Фашистские иерархи формально отправляются в бой, но в действительности мало кто на это способен. Например, Роберто Фариначчи ранен и теряет руку, но отнюдь не в бою: он ловит рыбу в озере, используя взрывчатку. Фариначчи приказывает: «Ни слова о рыбалке! Это были учения!» Режим вполне великодушен: Фариначчи награжден орденом колониальных заслуг «Звезда Италии» первой степени и серебряной медалью за военную доблесть. Однако, когда он получает еще и военный билет инвалида, многие фашисты начинают возмущаться. Национальная ассоциация инвалидов войны, потерявших руку, или ногу, или зрение, протестует против подобного фарса.
Старший сын Муссолини, Витторио, высказывается в том же духе, что и его отец. Он описывает бомбардировки как загонную охоту на крупную дичь: «Абиссинец с винтовкой бежал, потом упал на землю. Обычная охота, просто на людей».
Итальянцы бомбят даже Красный Крест – впервые в истории! Задача проста: необходимо прекратить помощь эфиопам и помешать знаменитой организации свидетельствовать зверства итальянской армии.
Министр колоний маршал де Боно приезжает в Эфиопию из Эритреи, Грациани – из Сомали. У них есть специальное разрешение Муссолини «в крайнем случае использовать газы». Они запрещены международными правилами, но Грациани, которому закон не писан, истребляет ипритом войска Десты Демтю[209].

### Выдержка из данных
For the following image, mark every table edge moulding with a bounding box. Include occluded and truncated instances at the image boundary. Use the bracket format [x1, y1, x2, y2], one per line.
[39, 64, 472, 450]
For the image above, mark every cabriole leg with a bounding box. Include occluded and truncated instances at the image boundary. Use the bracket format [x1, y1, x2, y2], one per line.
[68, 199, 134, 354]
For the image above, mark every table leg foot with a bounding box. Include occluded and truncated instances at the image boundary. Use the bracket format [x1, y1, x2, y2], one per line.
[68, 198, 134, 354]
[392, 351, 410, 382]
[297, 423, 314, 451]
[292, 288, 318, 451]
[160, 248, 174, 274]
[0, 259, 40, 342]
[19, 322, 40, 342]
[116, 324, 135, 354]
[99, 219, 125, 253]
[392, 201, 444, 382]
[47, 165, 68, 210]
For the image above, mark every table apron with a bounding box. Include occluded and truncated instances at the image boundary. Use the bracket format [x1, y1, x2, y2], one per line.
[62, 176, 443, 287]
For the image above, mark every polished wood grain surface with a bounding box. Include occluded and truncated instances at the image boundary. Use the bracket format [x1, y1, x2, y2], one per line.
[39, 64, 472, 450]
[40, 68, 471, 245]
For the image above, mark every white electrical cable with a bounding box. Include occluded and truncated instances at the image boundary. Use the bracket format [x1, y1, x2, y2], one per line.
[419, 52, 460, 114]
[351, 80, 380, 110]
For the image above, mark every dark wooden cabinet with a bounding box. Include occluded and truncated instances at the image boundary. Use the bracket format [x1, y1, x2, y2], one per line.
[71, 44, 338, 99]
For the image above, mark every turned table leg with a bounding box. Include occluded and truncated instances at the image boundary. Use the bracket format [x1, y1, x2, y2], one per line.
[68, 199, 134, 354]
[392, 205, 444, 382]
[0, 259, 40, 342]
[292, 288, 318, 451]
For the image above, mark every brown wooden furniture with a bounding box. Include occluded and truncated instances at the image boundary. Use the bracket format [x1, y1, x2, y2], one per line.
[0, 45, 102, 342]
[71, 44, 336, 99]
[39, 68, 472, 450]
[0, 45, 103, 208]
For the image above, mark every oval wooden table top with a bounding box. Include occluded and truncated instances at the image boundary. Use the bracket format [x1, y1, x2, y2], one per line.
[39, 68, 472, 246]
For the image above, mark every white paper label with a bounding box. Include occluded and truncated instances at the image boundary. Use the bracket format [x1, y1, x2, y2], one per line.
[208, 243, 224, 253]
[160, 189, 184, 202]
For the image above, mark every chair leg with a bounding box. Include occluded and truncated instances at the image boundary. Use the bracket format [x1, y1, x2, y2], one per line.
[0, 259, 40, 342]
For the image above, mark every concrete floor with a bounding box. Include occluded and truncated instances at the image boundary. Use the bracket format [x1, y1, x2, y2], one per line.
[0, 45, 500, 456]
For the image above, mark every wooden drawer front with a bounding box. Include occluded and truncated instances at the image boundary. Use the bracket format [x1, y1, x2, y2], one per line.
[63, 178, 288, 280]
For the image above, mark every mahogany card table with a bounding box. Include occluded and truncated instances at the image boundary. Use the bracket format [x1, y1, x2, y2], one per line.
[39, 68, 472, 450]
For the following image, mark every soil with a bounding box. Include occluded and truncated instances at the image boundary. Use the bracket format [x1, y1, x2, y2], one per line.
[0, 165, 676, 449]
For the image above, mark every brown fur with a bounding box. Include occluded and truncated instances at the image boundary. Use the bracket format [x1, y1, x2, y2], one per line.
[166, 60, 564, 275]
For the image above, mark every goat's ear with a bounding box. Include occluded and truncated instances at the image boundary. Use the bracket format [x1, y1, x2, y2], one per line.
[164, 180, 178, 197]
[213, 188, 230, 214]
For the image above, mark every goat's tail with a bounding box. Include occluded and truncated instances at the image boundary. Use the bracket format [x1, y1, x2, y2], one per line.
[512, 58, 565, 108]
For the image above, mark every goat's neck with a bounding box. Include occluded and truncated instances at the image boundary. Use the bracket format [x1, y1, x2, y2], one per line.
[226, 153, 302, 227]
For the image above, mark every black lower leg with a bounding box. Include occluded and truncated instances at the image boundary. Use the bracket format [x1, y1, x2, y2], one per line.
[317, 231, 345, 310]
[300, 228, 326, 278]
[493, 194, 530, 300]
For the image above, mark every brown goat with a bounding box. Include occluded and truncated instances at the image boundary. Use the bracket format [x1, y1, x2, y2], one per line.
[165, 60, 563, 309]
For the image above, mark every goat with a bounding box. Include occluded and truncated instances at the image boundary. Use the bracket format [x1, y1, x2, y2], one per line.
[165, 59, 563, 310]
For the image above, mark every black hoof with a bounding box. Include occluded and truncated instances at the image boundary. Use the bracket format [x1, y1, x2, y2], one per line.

### Условие задачи 1
Верните из текста об итальянской войне в Эфиопии фрагмент, начинающийся словами «Старший сын Муссолини, Витторио, высказывается» и заканчивающийся словами «зверства итальянской армии.».
### Условие задачи 2
Как кратко изложить списком абзац текста об итальянской войне в Эфиопии, который начинается словами «Фашистские иерархи формально», сохранив его основные факты?
### Условие задачи 3
Продолжите текст об итальянской войне в Эфиопии, начав сразу после его последнего предложения.

### Ответ 1
Старший сын Муссолини, Витторио, высказывается в том же духе, что и его отец. Он описывает бомбардировки как загонную охоту на крупную дичь: «Абиссинец с винтовкой бежал, потом упал на землю. Обычная охота, просто на людей».
Итальянцы бомбят даже Красный Крест – впервые в истории! Задача проста: необходимо прекратить помощь эфиопам и помешать знаменитой организации свидетельствовать зверства итальянской армии.

### Ответ 2
- Фашистские иерархи формально отправляются в бой, но на деле мало кто из них способен воевать.
- Роберто Фариначчи теряет руку не в бою, а ловя рыбу в озере с помощью взрывчатки. Он приказывает выдавать случившееся за учения.
- Режим награждает его орденом колониальных заслуг «Звезда Италии» первой степени и серебряной медалью за военную доблесть.
- Когда он получает еще и военный билет инвалида, многие фашисты возмущаются. Национальная ассоциация инвалидов войны протестует против этого фарса.

### Ответ 3
Де Боно продвигается слишком медленно. Бенито Муссолини понимает, что фашистских заслуг квадрумвира маловато для победы, нужен более талантливый в военном деле генерал. Лучший итальянский воитель – все еще Бадольо, о чем он знает и сам. Иприт обрушивается на абиссинские войска в котловине озера Ашэнге. «Роса смерти» уносит жизни тысяч жертв, люди задыхаются, покрываются волдырями. Погибают и мирные жители, в том числе женщины. Путь на Аддис-Абебу открыт.
Муссолини многократно одобряет эти преступления. 19 января 1936 года он приказывает: «Использовать – говорю вам! – все средства войны, и наземные, и воздушные». Уже 4 февраля Бадольо получает подтверждение приказа, а 29 марта допускает «использование газа любого вида и в любом масштабе».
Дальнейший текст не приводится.